* _Exercise aim_: After reading the data, copy it out in full and exactly.

* _Data for analysis_:
▼

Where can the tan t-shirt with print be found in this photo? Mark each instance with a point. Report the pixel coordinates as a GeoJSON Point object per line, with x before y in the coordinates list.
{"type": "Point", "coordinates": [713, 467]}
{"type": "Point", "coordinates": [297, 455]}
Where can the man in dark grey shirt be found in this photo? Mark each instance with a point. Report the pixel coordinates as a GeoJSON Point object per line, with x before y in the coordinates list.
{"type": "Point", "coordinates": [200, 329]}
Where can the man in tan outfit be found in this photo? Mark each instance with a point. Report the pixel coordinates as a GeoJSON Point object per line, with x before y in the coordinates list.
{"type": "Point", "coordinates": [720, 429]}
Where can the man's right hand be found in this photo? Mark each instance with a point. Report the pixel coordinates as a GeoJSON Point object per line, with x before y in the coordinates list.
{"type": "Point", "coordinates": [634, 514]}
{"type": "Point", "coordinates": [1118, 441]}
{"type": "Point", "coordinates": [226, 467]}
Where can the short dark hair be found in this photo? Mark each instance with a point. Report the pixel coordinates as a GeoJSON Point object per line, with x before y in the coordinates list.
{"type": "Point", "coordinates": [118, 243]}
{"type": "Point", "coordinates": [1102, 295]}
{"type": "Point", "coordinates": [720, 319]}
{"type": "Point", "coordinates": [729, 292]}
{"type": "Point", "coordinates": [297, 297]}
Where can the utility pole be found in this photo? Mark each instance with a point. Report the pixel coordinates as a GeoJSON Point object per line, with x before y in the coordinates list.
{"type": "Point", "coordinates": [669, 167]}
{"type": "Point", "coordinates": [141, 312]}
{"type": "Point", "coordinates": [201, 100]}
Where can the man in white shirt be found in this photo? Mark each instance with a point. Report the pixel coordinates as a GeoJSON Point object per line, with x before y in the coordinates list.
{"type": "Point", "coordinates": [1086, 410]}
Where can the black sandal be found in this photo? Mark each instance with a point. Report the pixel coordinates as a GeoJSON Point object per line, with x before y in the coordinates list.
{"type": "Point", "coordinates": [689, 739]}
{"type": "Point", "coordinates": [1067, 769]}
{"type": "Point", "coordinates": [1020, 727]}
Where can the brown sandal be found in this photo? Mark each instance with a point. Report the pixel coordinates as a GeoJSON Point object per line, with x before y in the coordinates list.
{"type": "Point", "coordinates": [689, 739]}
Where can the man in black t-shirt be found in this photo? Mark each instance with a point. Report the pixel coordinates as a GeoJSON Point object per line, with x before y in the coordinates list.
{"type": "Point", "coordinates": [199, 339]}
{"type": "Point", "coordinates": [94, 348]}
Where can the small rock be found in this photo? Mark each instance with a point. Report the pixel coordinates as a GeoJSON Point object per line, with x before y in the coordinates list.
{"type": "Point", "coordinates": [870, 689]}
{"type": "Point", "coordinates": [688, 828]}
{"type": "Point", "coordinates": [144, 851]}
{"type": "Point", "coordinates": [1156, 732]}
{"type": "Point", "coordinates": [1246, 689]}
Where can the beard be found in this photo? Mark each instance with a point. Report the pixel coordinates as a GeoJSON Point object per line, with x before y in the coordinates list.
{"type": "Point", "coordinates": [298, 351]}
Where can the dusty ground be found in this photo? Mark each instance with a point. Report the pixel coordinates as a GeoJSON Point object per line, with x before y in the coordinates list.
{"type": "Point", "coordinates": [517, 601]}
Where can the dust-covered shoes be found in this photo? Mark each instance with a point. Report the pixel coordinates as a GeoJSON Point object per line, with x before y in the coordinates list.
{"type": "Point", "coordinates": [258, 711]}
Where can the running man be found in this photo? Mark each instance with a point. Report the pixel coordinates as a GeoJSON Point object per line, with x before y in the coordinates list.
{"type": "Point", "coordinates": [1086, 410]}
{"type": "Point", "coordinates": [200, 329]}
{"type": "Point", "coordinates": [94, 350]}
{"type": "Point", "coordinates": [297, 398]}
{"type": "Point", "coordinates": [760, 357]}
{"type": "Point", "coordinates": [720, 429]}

▲

* _Exercise response_:
Where can the tan t-shirt with print be found in this photo? Mark each instance with a point. Report the pixel coordinates as a GeoJSON Point object per line, with x before y in the coordinates list.
{"type": "Point", "coordinates": [713, 467]}
{"type": "Point", "coordinates": [297, 455]}
Where can the man in dark grey shirt be found in this photo? Mark each instance with a point. Report the pixel coordinates as a GeoJSON Point object per line, with x before y in the coordinates list.
{"type": "Point", "coordinates": [200, 329]}
Where can the man in tan outfit be found in this photo? Mark each instance with a point. Report the pixel coordinates as a GeoJSON Point object per line, with x before y in the coordinates list.
{"type": "Point", "coordinates": [720, 429]}
Where can the man's right hand be found in this photo? Mark each instance with a point. Report the pixel coordinates as a GeoJSON Point object per line, with x before y in the coordinates list.
{"type": "Point", "coordinates": [634, 514]}
{"type": "Point", "coordinates": [1118, 441]}
{"type": "Point", "coordinates": [226, 467]}
Where can the short dark hair be found in this photo? Mark each instance with a point. Report the pixel coordinates as a GeoJSON Point object per line, with x before y in the coordinates list.
{"type": "Point", "coordinates": [118, 243]}
{"type": "Point", "coordinates": [1102, 295]}
{"type": "Point", "coordinates": [720, 319]}
{"type": "Point", "coordinates": [729, 292]}
{"type": "Point", "coordinates": [297, 297]}
Where can the utility pole be found in this photo? Mark each instance with a point. Report the pixel coordinates as a GeoJSON Point object per line, with x before y in the coordinates list.
{"type": "Point", "coordinates": [669, 167]}
{"type": "Point", "coordinates": [141, 312]}
{"type": "Point", "coordinates": [201, 100]}
Where can the man in white shirt be found in this photo? Mark each instance with a point. Report the pixel coordinates as a GeoJSON Point object per line, with x before y in the coordinates list.
{"type": "Point", "coordinates": [1086, 410]}
Where can the black sandal be found in this photo? Mark each instance with a point. Report the pixel coordinates as a GeoJSON Point object per line, with x before y in the coordinates list.
{"type": "Point", "coordinates": [689, 739]}
{"type": "Point", "coordinates": [1067, 769]}
{"type": "Point", "coordinates": [1020, 727]}
Where can the brown sandal be found in this photo? Mark each instance with a point. Report the pixel coordinates as a GeoJSON Point object per line, with x before y in the coordinates list.
{"type": "Point", "coordinates": [689, 739]}
Where can the man in black t-shirt be found in this photo? Mark each instance with a point. Report the pixel coordinates as a GeoJSON Point object per line, with x before y in the coordinates list.
{"type": "Point", "coordinates": [199, 339]}
{"type": "Point", "coordinates": [94, 348]}
Where can the small rock be found in this photo? Mark each instance with a point. Report the pixel coordinates as a GeoJSON Point object per line, with x before y in the coordinates list.
{"type": "Point", "coordinates": [870, 689]}
{"type": "Point", "coordinates": [688, 828]}
{"type": "Point", "coordinates": [144, 851]}
{"type": "Point", "coordinates": [1156, 732]}
{"type": "Point", "coordinates": [1246, 689]}
Where can the beard be found in this photo? Mark each instance with a point. Report the pixel coordinates as a GeoJSON Point object per line, with x before y in the coordinates list.
{"type": "Point", "coordinates": [298, 351]}
Where can the dusty ground be found in this photo? Mark each instance with a point. Report the pixel coordinates as a GeoJSON Point object per line, with x before y in the coordinates list.
{"type": "Point", "coordinates": [517, 601]}
Where can the dust-covered shoes be found in this photo? Mark each instance with a point. Report the pixel coordinates as a GeoJSON Point object per line, with x before y in the coordinates list.
{"type": "Point", "coordinates": [258, 711]}
Where can the running man be found in this photo? Mark each instance with a point. Report the pixel coordinates as a GeoJSON Point object per line, with x before y in the coordinates list.
{"type": "Point", "coordinates": [1086, 410]}
{"type": "Point", "coordinates": [200, 329]}
{"type": "Point", "coordinates": [94, 350]}
{"type": "Point", "coordinates": [297, 398]}
{"type": "Point", "coordinates": [760, 357]}
{"type": "Point", "coordinates": [720, 429]}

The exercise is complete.